● What you should do: Copy the data below word for word, beginning with the line that contains "Locate the brown" and ending with the final line of the data.

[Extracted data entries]
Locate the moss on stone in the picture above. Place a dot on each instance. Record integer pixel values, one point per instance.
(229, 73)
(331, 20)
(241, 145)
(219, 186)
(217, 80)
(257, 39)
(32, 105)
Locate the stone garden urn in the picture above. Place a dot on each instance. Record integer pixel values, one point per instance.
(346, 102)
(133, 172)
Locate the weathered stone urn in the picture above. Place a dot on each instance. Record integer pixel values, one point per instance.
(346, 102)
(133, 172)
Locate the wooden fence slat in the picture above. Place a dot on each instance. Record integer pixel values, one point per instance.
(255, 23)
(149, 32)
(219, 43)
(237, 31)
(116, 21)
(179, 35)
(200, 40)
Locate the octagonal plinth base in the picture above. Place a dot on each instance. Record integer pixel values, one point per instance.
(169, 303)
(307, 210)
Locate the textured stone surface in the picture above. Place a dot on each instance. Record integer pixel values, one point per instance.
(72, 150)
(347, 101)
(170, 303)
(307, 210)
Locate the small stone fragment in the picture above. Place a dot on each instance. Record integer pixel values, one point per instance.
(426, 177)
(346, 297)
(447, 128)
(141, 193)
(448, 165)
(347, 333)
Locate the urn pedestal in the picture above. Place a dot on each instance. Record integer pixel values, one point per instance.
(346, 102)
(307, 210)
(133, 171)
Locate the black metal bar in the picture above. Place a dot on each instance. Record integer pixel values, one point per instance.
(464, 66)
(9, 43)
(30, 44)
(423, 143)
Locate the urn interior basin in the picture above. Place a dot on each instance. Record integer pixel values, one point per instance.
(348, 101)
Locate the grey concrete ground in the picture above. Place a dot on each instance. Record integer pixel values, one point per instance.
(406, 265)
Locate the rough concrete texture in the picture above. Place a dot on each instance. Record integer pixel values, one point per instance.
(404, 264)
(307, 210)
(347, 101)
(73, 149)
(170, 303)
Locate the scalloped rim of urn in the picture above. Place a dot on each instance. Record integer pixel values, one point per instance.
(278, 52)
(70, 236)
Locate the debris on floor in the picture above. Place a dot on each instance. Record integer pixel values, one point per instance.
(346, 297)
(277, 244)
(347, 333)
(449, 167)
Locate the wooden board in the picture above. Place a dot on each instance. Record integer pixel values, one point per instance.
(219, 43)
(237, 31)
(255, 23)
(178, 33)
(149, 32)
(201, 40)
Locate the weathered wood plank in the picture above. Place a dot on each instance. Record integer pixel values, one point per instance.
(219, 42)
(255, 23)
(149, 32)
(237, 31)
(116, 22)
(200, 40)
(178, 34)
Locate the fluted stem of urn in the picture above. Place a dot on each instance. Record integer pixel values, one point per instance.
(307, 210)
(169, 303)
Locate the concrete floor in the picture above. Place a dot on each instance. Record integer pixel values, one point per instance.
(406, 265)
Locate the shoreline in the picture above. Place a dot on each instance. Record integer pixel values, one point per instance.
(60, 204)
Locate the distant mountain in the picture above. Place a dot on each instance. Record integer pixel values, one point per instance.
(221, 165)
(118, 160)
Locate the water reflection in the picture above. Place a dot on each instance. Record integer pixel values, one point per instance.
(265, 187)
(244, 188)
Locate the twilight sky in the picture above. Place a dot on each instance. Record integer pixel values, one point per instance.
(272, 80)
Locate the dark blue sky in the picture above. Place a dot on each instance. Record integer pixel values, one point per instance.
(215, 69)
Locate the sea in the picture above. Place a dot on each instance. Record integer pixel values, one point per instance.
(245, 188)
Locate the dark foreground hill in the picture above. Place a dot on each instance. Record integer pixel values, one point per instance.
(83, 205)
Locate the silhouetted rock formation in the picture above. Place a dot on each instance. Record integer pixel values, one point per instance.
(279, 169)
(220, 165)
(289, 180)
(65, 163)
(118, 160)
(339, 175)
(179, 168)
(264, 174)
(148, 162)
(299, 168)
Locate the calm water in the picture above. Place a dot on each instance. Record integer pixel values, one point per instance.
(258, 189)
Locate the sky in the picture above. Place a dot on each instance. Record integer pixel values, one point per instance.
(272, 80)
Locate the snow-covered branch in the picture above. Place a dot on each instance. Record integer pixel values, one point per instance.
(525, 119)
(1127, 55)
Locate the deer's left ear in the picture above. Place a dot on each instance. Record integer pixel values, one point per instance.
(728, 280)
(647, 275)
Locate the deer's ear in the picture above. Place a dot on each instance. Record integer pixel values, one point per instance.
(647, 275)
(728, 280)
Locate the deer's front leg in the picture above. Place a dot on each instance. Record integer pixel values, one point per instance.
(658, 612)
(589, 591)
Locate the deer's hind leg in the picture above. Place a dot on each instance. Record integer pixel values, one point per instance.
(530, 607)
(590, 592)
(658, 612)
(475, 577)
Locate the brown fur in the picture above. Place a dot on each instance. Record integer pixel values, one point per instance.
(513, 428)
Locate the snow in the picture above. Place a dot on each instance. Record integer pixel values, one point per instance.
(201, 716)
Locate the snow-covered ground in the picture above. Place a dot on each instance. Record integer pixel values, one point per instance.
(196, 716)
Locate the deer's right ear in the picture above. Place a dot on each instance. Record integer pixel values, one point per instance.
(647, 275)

● Result of the exercise:
Locate the brown fur in the picture above. Place a dot on each instance. Record integer pixel values, one point per instance.
(513, 428)
Locate the snow in the picture above. Place a dot on each instance. Record integer pixel values, one point per instance.
(201, 716)
Locate the snow-covered ground in the picture above. Place a dot on each instance. Record integer pixel values, one point per instance.
(196, 716)
Locate the deer's right ear in the picture above. Place a dot on each instance. Record integer pixel values, one point per instance.
(647, 275)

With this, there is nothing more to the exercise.